TASK INSTRUCTIONS. Please change every "innermost point" in the records below to "central point" and write the records out again with nothing else altered.

RECORDS FOR THE TASK.
Start

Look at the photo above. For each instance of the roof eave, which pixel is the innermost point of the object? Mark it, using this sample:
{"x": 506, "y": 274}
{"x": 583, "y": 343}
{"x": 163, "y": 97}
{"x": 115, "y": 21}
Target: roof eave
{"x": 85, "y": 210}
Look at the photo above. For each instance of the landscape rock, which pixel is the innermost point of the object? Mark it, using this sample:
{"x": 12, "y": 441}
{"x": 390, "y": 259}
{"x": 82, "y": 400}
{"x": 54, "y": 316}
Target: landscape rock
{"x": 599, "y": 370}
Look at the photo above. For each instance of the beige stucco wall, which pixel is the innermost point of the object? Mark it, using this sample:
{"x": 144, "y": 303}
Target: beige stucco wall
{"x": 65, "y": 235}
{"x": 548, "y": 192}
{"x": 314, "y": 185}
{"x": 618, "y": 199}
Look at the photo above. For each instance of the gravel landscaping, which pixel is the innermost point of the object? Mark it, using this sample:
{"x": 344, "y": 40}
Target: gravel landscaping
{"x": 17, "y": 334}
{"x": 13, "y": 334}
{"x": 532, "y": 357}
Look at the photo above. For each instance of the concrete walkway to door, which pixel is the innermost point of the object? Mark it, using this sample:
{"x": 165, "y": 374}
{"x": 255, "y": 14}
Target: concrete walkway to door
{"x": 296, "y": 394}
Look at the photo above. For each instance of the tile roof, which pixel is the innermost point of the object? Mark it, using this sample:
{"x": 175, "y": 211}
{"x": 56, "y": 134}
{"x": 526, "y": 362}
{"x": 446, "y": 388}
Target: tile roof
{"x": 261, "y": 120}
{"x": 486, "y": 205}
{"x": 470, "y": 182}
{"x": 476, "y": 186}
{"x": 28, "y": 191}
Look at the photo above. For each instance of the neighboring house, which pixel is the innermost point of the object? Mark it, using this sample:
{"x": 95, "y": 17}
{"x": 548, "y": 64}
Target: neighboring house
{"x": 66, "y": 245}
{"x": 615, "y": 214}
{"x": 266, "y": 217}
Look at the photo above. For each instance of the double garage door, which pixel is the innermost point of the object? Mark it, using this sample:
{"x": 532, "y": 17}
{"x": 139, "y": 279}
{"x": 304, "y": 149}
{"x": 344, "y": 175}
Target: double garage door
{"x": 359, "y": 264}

End

RESPONSE TO THE EXERCISE.
Look at the photo above. For each instance of the roof eave, which pixel is the central point of the object? Mark it, using this sample:
{"x": 506, "y": 274}
{"x": 583, "y": 343}
{"x": 163, "y": 97}
{"x": 115, "y": 21}
Target: roof eave
{"x": 85, "y": 210}
Look at the photo above. For each instance of the landscape rock, which pixel is the central point of the object? Mark it, using this sample:
{"x": 12, "y": 441}
{"x": 390, "y": 259}
{"x": 82, "y": 400}
{"x": 54, "y": 316}
Target: landscape rock
{"x": 599, "y": 370}
Look at the photo above. For each instance of the beige stucco wall, which pixel is the central point of the object? Mark it, using this sample:
{"x": 144, "y": 303}
Target: beige stucco wall
{"x": 65, "y": 235}
{"x": 548, "y": 192}
{"x": 314, "y": 185}
{"x": 618, "y": 199}
Look at the photo above. For each instance of the gravel landscaping, which pixel is the central point of the object? Mark it, using this sample:
{"x": 344, "y": 40}
Target: gravel landscaping
{"x": 17, "y": 334}
{"x": 13, "y": 334}
{"x": 532, "y": 357}
Look at the photo above. For each instance of the concrete walkway to door, which pixel is the central point of the object? Mark it, using this sample:
{"x": 165, "y": 374}
{"x": 255, "y": 14}
Target: concrete walkway to door
{"x": 296, "y": 394}
Look at the photo above. For each instance of the tile roof, which pixel is the central point of the object? Mark it, using this sample:
{"x": 175, "y": 211}
{"x": 56, "y": 134}
{"x": 526, "y": 362}
{"x": 446, "y": 388}
Target: tile roof
{"x": 261, "y": 120}
{"x": 486, "y": 205}
{"x": 470, "y": 182}
{"x": 476, "y": 186}
{"x": 28, "y": 191}
Look at the photo above. For each instance of the neighboring house, which pixel is the central point of the object? Mark it, using this sample:
{"x": 95, "y": 17}
{"x": 548, "y": 64}
Target: neighboring house
{"x": 66, "y": 245}
{"x": 615, "y": 214}
{"x": 266, "y": 217}
Look at the photo above. For each instance of the double garage door, which pixel is the central point of the object? Mark it, using this sample:
{"x": 532, "y": 17}
{"x": 139, "y": 279}
{"x": 304, "y": 149}
{"x": 344, "y": 175}
Target: double garage door
{"x": 359, "y": 264}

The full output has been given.